* BEGIN Provided material *

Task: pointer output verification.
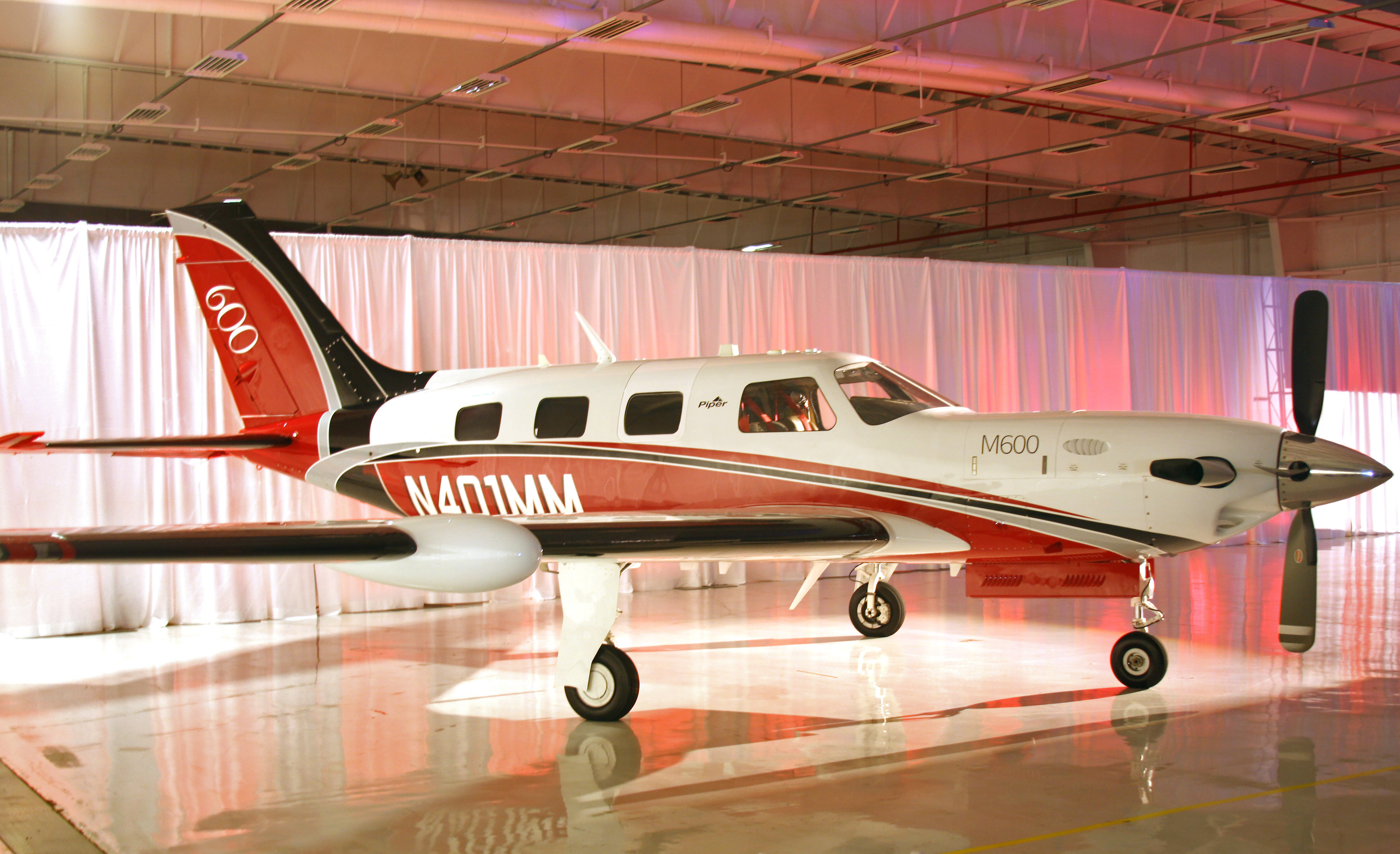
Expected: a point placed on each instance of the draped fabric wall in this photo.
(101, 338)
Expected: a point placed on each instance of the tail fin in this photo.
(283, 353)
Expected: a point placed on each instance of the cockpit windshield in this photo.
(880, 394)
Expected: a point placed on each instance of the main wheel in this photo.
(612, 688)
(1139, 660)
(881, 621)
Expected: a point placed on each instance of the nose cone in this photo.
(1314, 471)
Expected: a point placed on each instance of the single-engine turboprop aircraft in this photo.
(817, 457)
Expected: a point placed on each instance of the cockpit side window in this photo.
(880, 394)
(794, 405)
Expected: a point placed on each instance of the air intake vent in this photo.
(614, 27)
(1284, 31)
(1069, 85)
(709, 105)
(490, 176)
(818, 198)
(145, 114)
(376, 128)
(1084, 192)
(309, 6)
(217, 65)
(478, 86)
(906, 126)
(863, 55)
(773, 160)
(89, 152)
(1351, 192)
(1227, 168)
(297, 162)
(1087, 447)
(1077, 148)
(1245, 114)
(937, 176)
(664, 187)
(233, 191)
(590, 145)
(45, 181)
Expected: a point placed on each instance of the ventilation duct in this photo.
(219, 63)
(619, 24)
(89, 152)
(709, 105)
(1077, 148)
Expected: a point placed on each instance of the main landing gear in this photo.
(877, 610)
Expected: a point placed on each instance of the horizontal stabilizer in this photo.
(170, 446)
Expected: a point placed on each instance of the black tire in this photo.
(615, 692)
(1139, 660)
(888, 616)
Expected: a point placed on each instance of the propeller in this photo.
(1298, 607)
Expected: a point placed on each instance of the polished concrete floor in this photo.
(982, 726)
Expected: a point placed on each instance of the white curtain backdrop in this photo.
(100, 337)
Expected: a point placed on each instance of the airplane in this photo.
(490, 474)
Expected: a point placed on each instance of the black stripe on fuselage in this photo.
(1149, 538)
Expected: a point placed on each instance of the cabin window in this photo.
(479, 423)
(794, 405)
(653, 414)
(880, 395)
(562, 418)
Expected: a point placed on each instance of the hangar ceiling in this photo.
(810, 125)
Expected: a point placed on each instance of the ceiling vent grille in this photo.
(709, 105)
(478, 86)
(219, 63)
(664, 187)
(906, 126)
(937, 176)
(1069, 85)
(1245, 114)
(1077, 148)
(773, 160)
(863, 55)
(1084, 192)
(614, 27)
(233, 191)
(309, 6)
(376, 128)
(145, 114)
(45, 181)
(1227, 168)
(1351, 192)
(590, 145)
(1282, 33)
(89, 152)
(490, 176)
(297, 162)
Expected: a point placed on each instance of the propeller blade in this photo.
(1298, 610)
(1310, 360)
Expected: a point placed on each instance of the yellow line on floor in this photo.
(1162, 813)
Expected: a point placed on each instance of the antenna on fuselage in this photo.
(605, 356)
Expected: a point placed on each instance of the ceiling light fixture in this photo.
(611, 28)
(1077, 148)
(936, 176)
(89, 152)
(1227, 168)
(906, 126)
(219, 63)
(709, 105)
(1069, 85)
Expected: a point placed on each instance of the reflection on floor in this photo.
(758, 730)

* END Provided material *

> **Exercise details**
Please return all of the entries above word for word, without the pictures.

> **Exercise solution**
Task: pointer output verification.
Expected: a point placed on each instance of the draped fabric wall in this photo.
(101, 338)
Expected: a point placed on each instance of the tail fin in this photo.
(283, 353)
Expected: a point placed on each instance of the cockpit windshield in this photo.
(880, 394)
Expected: a point placed on each instance of the main wheel in this photo.
(612, 688)
(1139, 660)
(881, 621)
Expected: a point placed on each instance of the nose cone in this photo.
(1314, 471)
Expected: a point placed on each instance of the single-engine turboprop aircraft in this photo.
(817, 457)
Expected: a point placed on each instance of the cockpit side window in this photo.
(880, 394)
(794, 405)
Expected: a point placed on each instance of the air intake vent in this photo.
(614, 27)
(1284, 31)
(1069, 85)
(709, 105)
(490, 176)
(818, 198)
(145, 114)
(376, 128)
(1084, 192)
(309, 6)
(217, 65)
(478, 86)
(906, 126)
(863, 55)
(773, 160)
(89, 152)
(1351, 192)
(1227, 168)
(297, 162)
(1087, 447)
(1077, 148)
(1245, 114)
(937, 176)
(664, 187)
(233, 191)
(590, 145)
(45, 181)
Expected: a point placed on each instance of the ventilation duct in this photo.
(219, 63)
(619, 24)
(89, 152)
(709, 105)
(1077, 148)
Expected: a point placed on each instance of the main landing gear in this photo.
(877, 610)
Expected: a point placed on each instance of the horizontal stabilizer in this photo.
(170, 446)
Expected: a point placed on each instance of the black tire in this photo.
(615, 692)
(1139, 660)
(888, 616)
Expected: a point placed on each instance of the propeller in this photo.
(1298, 607)
Expected: a point placed on each instance of the polished concrete floor in this photo.
(982, 726)
Expected: a point placed on each instance of the white curtain backdrop in this photo.
(100, 337)
Expected: a point placed on each instance of the airplane in this photo.
(490, 474)
Expected: a point placed on each instance of the black stripe on fuselage in this photo.
(1149, 538)
Expected: a point placed on each instance of the cabin window in this photo.
(479, 423)
(794, 405)
(653, 414)
(880, 395)
(562, 418)
Expected: a point placed on each instance of the hangar ceiling in this photo.
(810, 125)
Expected: a point placed on each instance of the ceiling vent grille in this photo.
(709, 105)
(478, 86)
(219, 63)
(664, 187)
(906, 126)
(937, 176)
(1069, 85)
(1245, 114)
(1077, 148)
(773, 160)
(863, 55)
(1084, 192)
(614, 27)
(233, 191)
(309, 6)
(376, 128)
(145, 114)
(45, 181)
(1227, 168)
(1351, 192)
(590, 145)
(1282, 33)
(89, 152)
(490, 176)
(297, 162)
Expected: a point placed on each instance of the propeller blade in this photo.
(1298, 610)
(1310, 360)
Expected: a point placed on each instance of the yellow line on floor in this photo.
(1162, 813)
Expected: a point placed on each instance of the antenna on fuselage in this photo.
(605, 356)
Expected: a point placed on each instance of the ceiling light fixture in this photo.
(611, 28)
(1077, 148)
(936, 176)
(89, 152)
(1227, 168)
(906, 126)
(219, 63)
(709, 105)
(1069, 85)
Expected: a point placed on each instance of the reflection on floor in this photo.
(758, 730)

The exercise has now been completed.